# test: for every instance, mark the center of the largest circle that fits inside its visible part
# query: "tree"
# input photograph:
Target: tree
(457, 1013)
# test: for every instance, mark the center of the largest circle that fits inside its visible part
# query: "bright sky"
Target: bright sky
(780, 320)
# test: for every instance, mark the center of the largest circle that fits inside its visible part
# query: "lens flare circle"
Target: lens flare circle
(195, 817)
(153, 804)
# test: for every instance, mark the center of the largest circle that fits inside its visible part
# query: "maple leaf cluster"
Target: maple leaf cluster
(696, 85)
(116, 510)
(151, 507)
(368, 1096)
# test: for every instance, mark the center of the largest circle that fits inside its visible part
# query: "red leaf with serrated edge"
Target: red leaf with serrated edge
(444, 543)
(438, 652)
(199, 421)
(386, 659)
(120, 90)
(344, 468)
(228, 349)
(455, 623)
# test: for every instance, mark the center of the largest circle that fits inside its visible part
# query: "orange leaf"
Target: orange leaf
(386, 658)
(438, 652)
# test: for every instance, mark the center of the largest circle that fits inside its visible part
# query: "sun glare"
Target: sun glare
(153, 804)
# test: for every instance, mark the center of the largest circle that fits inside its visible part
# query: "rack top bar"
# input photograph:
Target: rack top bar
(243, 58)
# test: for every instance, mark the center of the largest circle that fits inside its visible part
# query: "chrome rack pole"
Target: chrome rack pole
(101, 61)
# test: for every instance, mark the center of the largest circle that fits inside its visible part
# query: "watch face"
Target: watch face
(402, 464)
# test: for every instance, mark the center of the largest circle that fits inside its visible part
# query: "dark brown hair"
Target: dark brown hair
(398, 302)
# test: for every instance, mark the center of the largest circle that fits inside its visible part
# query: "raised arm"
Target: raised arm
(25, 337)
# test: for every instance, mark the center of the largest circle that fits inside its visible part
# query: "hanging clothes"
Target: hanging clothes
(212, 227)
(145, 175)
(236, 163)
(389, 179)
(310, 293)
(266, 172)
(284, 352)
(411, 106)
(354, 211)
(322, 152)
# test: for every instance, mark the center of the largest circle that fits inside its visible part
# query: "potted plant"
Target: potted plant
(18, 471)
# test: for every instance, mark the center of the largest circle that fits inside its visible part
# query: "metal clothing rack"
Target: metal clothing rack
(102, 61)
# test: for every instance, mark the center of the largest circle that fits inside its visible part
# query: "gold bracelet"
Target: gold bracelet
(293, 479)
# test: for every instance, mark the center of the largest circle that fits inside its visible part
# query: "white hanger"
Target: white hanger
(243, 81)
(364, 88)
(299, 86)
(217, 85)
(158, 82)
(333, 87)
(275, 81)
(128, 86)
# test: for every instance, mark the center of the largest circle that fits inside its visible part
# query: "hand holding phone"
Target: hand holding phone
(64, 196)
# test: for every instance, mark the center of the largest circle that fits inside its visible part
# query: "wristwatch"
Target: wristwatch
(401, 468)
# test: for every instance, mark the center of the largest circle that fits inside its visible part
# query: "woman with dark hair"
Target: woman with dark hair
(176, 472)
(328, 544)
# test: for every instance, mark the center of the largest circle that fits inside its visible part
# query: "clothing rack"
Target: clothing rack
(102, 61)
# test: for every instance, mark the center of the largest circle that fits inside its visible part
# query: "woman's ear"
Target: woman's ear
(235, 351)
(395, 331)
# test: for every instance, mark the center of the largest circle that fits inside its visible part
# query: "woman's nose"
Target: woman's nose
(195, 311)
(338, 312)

▸ **Aim of the task**
Set out every line of the rows above as a numbered list, omitting any blank lines.

▸ **Finished exercise**
1. # test: for every instance, mark the center of the largest circle that fits inside its visible part
2. # query: "tree"
3. # input photograph:
4. Target: tree
5. (457, 1013)
6. # test: for every instance, mark the center of the largest circle that fits inside its visible part
7. # query: "bright sky"
8. Target: bright sky
9. (780, 320)
10. # test: for every instance, mark the center of the largest circle that fits inside its visible part
11. # query: "lens flare circle"
12. Target: lens flare circle
13. (195, 817)
14. (153, 804)
15. # test: for every instance, mark the center of the largest circle that fits inside its visible part
16. # query: "maple leaf cluster"
17. Target: maple leaf cluster
18. (696, 85)
19. (116, 510)
20. (151, 507)
21. (368, 1096)
22. # test: for every instance, mark the center of the largest circle that fits inside its visible part
23. # query: "red leaf with serrated edge"
24. Target: red leaf with serrated edge
25. (444, 543)
26. (438, 652)
27. (199, 421)
28. (386, 659)
29. (120, 90)
30. (344, 468)
31. (228, 349)
32. (455, 623)
33. # test: for every instance, mark the center of the largest circle that fits inside its visible part
34. # query: "orange leaf"
35. Target: orange leaf
36. (386, 658)
37. (438, 652)
38. # test: for every instance, mark the center of the largest circle that fits inside its visible part
39. # query: "sun glare"
40. Target: sun glare
41. (153, 804)
42. # test: for every instance, mark the center of the largest circle that fits inside its visible part
43. # query: "rack top bar"
44. # input photograph:
45. Target: rack top bar
46. (243, 58)
47. # test: for every instance, mark the center of the largest circle that fits inside its visible part
48. # query: "chrome rack pole"
49. Target: chrome rack pole
50. (101, 61)
51. # test: for every instance, mark the center of the largest circle that fits inside its visible part
52. # query: "watch face"
53. Target: watch face
54. (402, 464)
55. # test: for every instance, mark the center of the largest circle that fits inside its visible part
56. # query: "dark brown hair"
57. Target: dark brown hair
58. (398, 302)
59. # test: for every instance, mark the center of the largest circle that fits inside its visible part
60. # query: "raised arm"
61. Target: raised arm
62. (25, 337)
63. # test: for every instance, mark the center of the largest circle that fits inside its visible part
64. # query: "hanging clothes"
65. Target: hanging clothes
66. (212, 227)
67. (145, 175)
68. (236, 163)
69. (389, 179)
70. (310, 293)
71. (266, 172)
72. (284, 352)
73. (411, 106)
74. (354, 211)
75. (322, 152)
76. # test: for every instance, mark the center of the largest circle that fits inside its visible part
77. # query: "potted plant"
78. Target: potted plant
79. (18, 471)
80. # test: for every instance, mark the center of the largest circle that fits inside its visible part
81. # query: "metal clothing rack"
82. Target: metal clothing rack
83. (102, 61)
84. # test: for every instance, mark the center of the largest circle that fits inside its visible part
85. # query: "gold bracelet"
86. Target: gold bracelet
87. (293, 479)
88. # test: for every instance, mark the center of the largest circle that fits inside its visible part
89. # query: "white hanger"
90. Target: white hanger
91. (243, 81)
92. (364, 88)
93. (299, 86)
94. (217, 85)
95. (158, 82)
96. (333, 87)
97. (275, 81)
98. (128, 86)
99. # test: for every instance, mark the center of the largest circle that fits inside its visible part
100. # query: "hand holding phone"
101. Target: hand holding phone
102. (64, 196)
103. # test: for every instance, mark the center of the largest circle that fits inside its visible part
104. # query: "wristwatch"
105. Target: wristwatch
106. (401, 468)
107. # test: for every instance, mark the center of the largest circle that fits inside its visible part
108. # query: "woman with dark hair"
109. Target: woman with dark hair
110. (176, 472)
111. (328, 544)
112. # test: for every instance, mark the center of the largest circle that fits inside its visible part
113. # query: "clothing rack"
114. Target: clothing rack
115. (102, 61)
116. # test: for every instance, mark the center of the largest circle that fits inside its visible part
117. # query: "woman's ear"
118. Target: woman's ear
119. (235, 351)
120. (395, 331)
121. # test: for every instance, mark the center of the largest circle that fits inside its visible part
122. # query: "woman's nose"
123. Target: woman's nose
124. (195, 311)
125. (338, 312)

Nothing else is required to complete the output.